» **Material provided**:

—————

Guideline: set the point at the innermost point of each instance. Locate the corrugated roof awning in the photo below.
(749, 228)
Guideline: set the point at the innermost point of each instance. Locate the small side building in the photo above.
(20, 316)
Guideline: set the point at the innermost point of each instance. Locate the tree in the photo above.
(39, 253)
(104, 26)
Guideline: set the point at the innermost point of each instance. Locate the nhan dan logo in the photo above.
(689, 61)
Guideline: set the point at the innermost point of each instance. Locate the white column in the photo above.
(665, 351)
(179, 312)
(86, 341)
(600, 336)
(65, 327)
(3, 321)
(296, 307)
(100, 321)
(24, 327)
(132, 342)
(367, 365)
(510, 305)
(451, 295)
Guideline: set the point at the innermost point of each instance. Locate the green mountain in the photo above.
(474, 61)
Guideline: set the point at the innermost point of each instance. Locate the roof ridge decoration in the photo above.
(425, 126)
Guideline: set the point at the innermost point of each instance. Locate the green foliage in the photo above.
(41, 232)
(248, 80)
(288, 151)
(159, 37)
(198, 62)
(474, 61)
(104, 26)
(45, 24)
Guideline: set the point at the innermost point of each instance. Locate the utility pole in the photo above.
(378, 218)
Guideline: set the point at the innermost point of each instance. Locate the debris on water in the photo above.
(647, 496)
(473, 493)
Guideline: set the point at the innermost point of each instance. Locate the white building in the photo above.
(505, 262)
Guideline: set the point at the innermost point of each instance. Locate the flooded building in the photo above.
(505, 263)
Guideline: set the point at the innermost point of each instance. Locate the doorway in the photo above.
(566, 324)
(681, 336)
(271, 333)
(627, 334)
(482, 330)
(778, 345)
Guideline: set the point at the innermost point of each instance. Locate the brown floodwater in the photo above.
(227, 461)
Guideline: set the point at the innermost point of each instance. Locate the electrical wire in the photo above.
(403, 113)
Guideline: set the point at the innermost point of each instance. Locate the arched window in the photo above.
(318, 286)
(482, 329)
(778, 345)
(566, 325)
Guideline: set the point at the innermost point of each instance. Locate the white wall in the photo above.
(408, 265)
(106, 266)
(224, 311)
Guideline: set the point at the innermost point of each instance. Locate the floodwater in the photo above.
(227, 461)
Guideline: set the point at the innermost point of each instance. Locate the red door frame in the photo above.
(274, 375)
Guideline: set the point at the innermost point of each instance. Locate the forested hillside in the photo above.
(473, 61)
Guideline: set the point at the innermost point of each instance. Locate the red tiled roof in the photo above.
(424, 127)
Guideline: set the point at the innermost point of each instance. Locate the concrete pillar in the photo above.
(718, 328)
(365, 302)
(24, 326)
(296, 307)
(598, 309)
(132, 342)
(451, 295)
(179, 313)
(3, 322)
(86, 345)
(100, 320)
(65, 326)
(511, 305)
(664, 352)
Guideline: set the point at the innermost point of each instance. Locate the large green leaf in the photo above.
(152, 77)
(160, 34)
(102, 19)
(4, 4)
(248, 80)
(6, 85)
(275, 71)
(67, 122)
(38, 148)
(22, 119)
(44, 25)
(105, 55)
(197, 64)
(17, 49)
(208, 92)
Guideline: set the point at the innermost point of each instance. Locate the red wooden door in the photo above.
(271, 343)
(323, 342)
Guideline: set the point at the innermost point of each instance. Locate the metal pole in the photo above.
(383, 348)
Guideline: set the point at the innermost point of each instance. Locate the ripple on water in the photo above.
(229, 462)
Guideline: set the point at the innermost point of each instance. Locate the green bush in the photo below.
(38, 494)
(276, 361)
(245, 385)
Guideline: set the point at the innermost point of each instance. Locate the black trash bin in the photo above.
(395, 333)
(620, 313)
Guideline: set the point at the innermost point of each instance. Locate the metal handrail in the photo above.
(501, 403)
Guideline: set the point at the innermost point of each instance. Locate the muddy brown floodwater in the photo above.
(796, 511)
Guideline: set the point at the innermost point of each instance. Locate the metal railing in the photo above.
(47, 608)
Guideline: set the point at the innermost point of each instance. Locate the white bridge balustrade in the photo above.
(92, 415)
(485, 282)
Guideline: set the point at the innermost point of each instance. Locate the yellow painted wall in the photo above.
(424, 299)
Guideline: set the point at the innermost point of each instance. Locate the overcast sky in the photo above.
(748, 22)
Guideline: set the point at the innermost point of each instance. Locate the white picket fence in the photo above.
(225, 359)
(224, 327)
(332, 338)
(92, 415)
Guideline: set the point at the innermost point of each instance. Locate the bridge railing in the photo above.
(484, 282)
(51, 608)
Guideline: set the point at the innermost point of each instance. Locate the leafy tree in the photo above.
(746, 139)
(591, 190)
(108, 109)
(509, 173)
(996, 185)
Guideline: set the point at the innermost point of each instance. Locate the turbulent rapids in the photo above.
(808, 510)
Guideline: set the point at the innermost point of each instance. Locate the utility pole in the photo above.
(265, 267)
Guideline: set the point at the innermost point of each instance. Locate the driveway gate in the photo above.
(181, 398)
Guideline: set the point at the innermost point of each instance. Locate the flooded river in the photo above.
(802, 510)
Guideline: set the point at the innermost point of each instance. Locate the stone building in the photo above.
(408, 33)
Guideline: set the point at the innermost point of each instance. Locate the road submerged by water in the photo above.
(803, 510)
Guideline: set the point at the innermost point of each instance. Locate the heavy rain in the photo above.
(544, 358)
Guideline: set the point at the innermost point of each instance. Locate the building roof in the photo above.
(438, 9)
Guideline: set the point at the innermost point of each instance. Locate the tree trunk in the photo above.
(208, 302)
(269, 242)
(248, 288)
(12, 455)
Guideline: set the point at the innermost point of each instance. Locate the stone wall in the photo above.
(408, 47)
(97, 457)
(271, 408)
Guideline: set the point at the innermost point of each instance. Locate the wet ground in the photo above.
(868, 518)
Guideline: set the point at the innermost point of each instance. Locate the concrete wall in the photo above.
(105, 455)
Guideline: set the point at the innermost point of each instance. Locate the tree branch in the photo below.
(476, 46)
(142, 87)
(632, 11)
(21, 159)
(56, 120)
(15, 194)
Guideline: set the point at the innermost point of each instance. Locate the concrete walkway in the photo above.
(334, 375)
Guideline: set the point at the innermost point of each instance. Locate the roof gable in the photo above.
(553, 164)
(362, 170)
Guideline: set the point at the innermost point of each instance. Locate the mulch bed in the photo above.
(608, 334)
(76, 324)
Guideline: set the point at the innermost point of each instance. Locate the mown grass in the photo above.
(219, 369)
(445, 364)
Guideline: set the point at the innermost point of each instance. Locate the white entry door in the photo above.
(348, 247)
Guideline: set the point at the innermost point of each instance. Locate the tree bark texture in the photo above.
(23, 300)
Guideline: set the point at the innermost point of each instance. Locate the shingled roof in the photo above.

—————

Output the line containing "branch in the photo below." together with all later lines of the entries, exactly as written, through the final line.

» **Response to this task**:
Guideline: set the point at the innermost point of each instance. Locate the tree branch in the photo below.
(476, 46)
(142, 87)
(632, 11)
(21, 159)
(56, 120)
(15, 194)
Guideline: set the point at the innermost point of each instance. Locate the concrete walkway in the photo above.
(334, 375)
Guideline: set the point at the innermost point of each instance. Locate the roof gable in the photo above.
(553, 164)
(362, 170)
Guideline: set the point at the innermost point of each instance. Locate the mulch bed in the photo above.
(608, 334)
(76, 324)
Guideline: set the point at the innermost point of each instance. Locate the mown grass in the photo above.
(219, 369)
(445, 364)
Guideline: set the point at the innermost point of each instance. Locate the white entry door in the photo above.
(348, 247)
Guideline: set the point at the innermost point of each instance. Locate the tree bark texture in the photo above.
(23, 300)
Guideline: set the point at the innermost point of each instance. Locate the shingled roof in the photo above.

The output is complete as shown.